PROMPT: Copy out the records in full, word for word, without pictures.

───

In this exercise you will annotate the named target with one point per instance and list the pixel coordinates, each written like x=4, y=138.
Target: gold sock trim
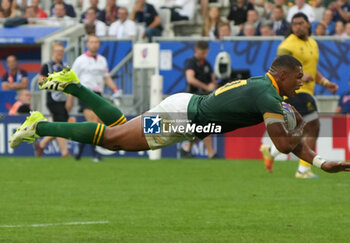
x=100, y=135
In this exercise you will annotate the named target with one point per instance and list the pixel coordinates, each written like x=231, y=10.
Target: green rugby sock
x=84, y=132
x=108, y=113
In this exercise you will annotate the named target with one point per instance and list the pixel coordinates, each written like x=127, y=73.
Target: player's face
x=58, y=52
x=292, y=82
x=300, y=27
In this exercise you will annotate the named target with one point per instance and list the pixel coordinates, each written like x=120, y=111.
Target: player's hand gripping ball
x=289, y=117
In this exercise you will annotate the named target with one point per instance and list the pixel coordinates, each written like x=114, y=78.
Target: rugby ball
x=289, y=117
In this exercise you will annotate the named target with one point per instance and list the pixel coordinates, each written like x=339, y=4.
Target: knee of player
x=111, y=137
x=284, y=147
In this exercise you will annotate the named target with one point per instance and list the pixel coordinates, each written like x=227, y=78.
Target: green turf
x=170, y=201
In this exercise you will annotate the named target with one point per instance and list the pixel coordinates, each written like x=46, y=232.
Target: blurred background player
x=145, y=13
x=22, y=104
x=344, y=103
x=305, y=49
x=14, y=78
x=92, y=70
x=123, y=28
x=200, y=80
x=55, y=101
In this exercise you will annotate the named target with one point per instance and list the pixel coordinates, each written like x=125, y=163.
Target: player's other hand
x=332, y=87
x=307, y=78
x=333, y=167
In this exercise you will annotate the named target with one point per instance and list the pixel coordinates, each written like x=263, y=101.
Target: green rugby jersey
x=237, y=104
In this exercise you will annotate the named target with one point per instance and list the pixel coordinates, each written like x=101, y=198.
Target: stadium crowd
x=141, y=19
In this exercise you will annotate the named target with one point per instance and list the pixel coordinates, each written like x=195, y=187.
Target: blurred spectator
x=181, y=9
x=279, y=25
x=14, y=78
x=238, y=12
x=60, y=17
x=253, y=17
x=93, y=3
x=21, y=5
x=55, y=101
x=92, y=70
x=344, y=103
x=91, y=19
x=320, y=29
x=22, y=104
x=8, y=8
x=339, y=28
x=327, y=20
x=341, y=10
x=110, y=13
x=347, y=29
x=211, y=23
x=40, y=13
x=200, y=80
x=270, y=6
x=249, y=29
x=69, y=10
x=266, y=30
x=146, y=13
x=30, y=15
x=301, y=6
x=224, y=30
x=205, y=6
x=123, y=27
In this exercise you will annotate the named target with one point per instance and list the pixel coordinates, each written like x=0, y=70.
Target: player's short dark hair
x=201, y=45
x=285, y=61
x=300, y=15
x=64, y=6
x=93, y=9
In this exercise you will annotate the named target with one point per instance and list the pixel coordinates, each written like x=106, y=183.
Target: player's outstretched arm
x=304, y=152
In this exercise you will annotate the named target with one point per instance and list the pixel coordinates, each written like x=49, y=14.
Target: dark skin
x=129, y=136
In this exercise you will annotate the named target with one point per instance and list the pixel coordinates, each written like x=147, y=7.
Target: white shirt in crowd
x=123, y=30
x=55, y=21
x=100, y=28
x=306, y=9
x=91, y=71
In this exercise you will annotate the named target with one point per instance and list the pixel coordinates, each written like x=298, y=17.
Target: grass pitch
x=169, y=201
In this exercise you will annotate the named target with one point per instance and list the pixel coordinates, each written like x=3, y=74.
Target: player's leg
x=311, y=131
x=128, y=136
x=269, y=152
x=305, y=104
x=90, y=116
x=68, y=82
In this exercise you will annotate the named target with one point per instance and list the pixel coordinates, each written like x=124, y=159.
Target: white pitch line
x=55, y=224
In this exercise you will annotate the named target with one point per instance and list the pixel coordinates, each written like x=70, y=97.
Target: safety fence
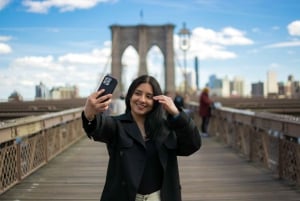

───

TASK RESULT:
In this exercise you will annotate the named target with one point per instance and list the pixel coordinates, each written like x=4, y=138.
Target: gold sock trim
x=100, y=135
In this exercise you will annotate the named target with one point per instance and list the pixel coordinates, each written like x=231, y=10.
Target: green rugby sock
x=84, y=132
x=108, y=113
In this exercise you will annotate the named target with one point per instance and list the pixel coordinates, each written like x=127, y=73.
Target: player's face
x=58, y=52
x=292, y=82
x=300, y=27
In this exercise you will annotate the named target with one point per instance and list the pixel coordinates, each written like x=120, y=111.
Target: player's hand gripping ball
x=289, y=117
In this exercise you will annotate the named target with one point per instance and list the pixel coordinates, each written like x=114, y=78.
Target: rugby ball
x=289, y=117
In this exercise you will annotate the named target with one point per instance and list the pixel coordinates, each written like x=339, y=4.
Target: knee of player
x=111, y=137
x=284, y=147
In this exercise you will annotate the named target with one point per instance and list the pixel coordinates, each written like x=227, y=78.
Target: green turf
x=170, y=201
In this exercise you will annotate the named target with one point per instance and list the pixel coordinates, each written like x=46, y=232.
Target: blurred background player
x=145, y=13
x=22, y=104
x=344, y=103
x=305, y=49
x=14, y=78
x=92, y=70
x=123, y=28
x=200, y=80
x=55, y=101
In this exercise you will annotate the named target with one point per instance and list the pixel coordinates, each written like x=125, y=163.
Target: player's other hand
x=332, y=87
x=307, y=78
x=333, y=167
In this exercise you will annotate the named target with one point per instance and list the pixel coordinates, each written like x=263, y=101.
Target: green rugby jersey
x=237, y=104
In this exercise you will annotate the named target with one point per instance and list the pixel coordinates, each written like x=101, y=198.
Target: stadium crowd
x=141, y=19
In this exercise you will annotate the named target with one point per instance and list the pixel coordinates, each written like x=195, y=187.
Target: blurred spectator
x=181, y=9
x=279, y=25
x=14, y=78
x=238, y=12
x=60, y=17
x=253, y=17
x=93, y=3
x=21, y=5
x=55, y=101
x=92, y=70
x=344, y=103
x=91, y=19
x=320, y=29
x=22, y=104
x=8, y=8
x=339, y=28
x=327, y=20
x=341, y=10
x=110, y=13
x=347, y=29
x=211, y=23
x=40, y=13
x=200, y=80
x=270, y=6
x=249, y=29
x=69, y=10
x=266, y=30
x=146, y=13
x=30, y=15
x=301, y=6
x=224, y=30
x=205, y=6
x=123, y=27
In this exercise you will annotate the named target with one point per instance and list the pixel coordinates, each written like x=0, y=70.
Target: player's short dark hair
x=201, y=45
x=285, y=61
x=300, y=15
x=64, y=6
x=93, y=9
In this exercise you will annotate the named target with one point per instance and list the pixel coordinates, each written like x=106, y=183.
Target: player's outstretched arm
x=304, y=152
In this exercise you will annotate the named target with one point per instance and list the pixel coordinates, each written like x=49, y=14.
Target: dark skin
x=129, y=136
In this exercise you will annotate the named target with one point per instance and list the pixel coordinates, each written like x=147, y=7.
Target: white shirt in crowd
x=123, y=30
x=55, y=21
x=100, y=28
x=306, y=9
x=91, y=71
In this exercise you will annotate the named target with one point per instance and list the pixel coordinates, each written like x=298, y=17.
Target: grass pitch
x=169, y=201
In this exercise you will annotate the named target with one point per instance and list the pixel coordinates, each written like x=3, y=74.
Target: player's leg
x=311, y=131
x=128, y=136
x=269, y=152
x=305, y=104
x=90, y=116
x=68, y=82
In this exercise you will annotate the named target with one point per instance and list the pixel coordinates, each written like x=124, y=159.
Target: white pitch line
x=55, y=224
In this exercise you will annotate the named target with one point per instance and list the pixel coordinates, each written like x=70, y=97.
Target: safety fence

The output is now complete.